What the exercise asks:
Reproduce the data below with every occurrence of "dark hair" replaced by "black hair" and all other text unchanged. Omit the pictures from your reproduction.

Extracted records:

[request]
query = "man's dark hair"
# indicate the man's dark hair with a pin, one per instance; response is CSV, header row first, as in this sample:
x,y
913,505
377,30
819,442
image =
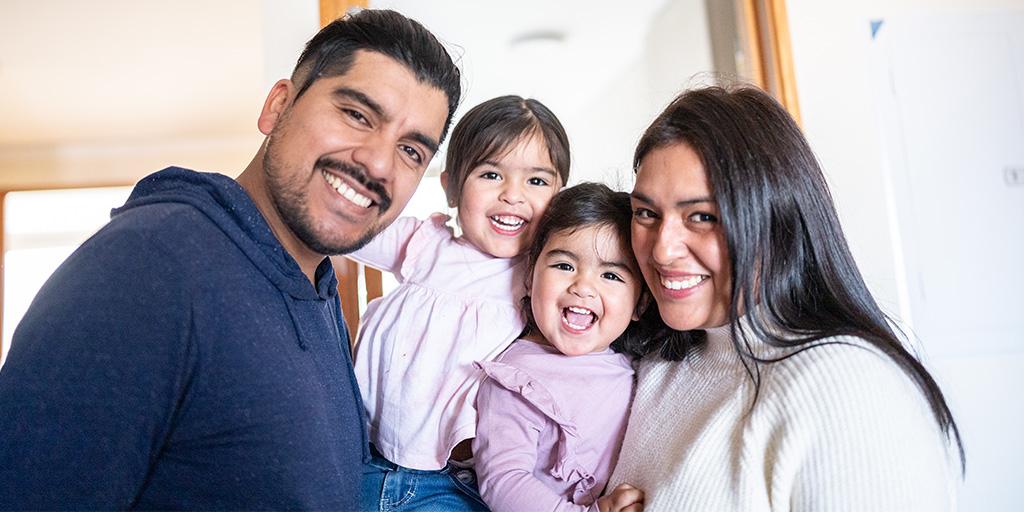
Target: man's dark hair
x,y
332,51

Result:
[request]
query = "man's black hair"
# indicate the man's black hair with a pin, one per instance; response is CSV, header row first, as in this sample:
x,y
913,505
377,30
819,442
image =
Target: man's black hair
x,y
332,51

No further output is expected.